- _Problem to work on_
For the material below, please count the lines containing "yellow". Reply with the count alone.

- _The input_
++++++++++++++++++++
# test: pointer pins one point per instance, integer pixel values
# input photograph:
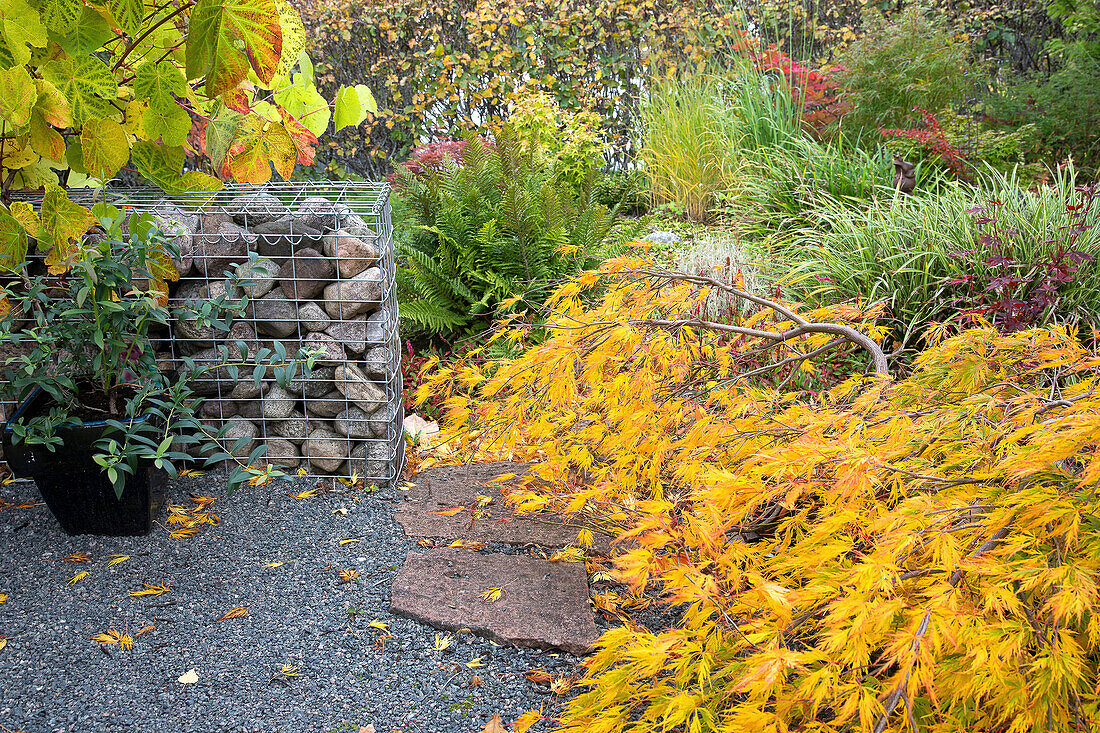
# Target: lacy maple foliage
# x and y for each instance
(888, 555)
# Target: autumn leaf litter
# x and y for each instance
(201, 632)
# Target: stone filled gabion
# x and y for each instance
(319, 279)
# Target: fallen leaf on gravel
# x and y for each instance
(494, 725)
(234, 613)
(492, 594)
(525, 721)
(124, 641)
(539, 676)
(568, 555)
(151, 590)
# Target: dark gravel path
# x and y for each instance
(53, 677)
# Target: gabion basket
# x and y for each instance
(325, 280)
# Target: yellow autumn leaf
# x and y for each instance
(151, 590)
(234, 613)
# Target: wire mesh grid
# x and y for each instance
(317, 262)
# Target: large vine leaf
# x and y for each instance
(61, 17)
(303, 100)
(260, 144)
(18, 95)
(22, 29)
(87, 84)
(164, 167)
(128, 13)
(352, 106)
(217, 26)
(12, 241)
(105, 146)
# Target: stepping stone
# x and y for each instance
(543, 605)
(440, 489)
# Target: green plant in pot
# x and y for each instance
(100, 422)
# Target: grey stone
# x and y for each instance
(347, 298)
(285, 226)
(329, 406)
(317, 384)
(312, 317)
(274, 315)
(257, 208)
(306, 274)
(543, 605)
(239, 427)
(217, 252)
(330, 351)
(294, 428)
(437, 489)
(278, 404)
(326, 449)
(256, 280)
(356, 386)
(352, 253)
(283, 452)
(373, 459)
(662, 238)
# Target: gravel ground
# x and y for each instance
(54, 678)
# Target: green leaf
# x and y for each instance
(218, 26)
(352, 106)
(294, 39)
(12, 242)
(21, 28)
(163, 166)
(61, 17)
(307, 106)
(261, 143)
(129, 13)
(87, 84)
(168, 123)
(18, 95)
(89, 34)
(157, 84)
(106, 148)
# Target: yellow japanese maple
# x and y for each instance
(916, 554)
++++++++++++++++++++
- _Solution_
2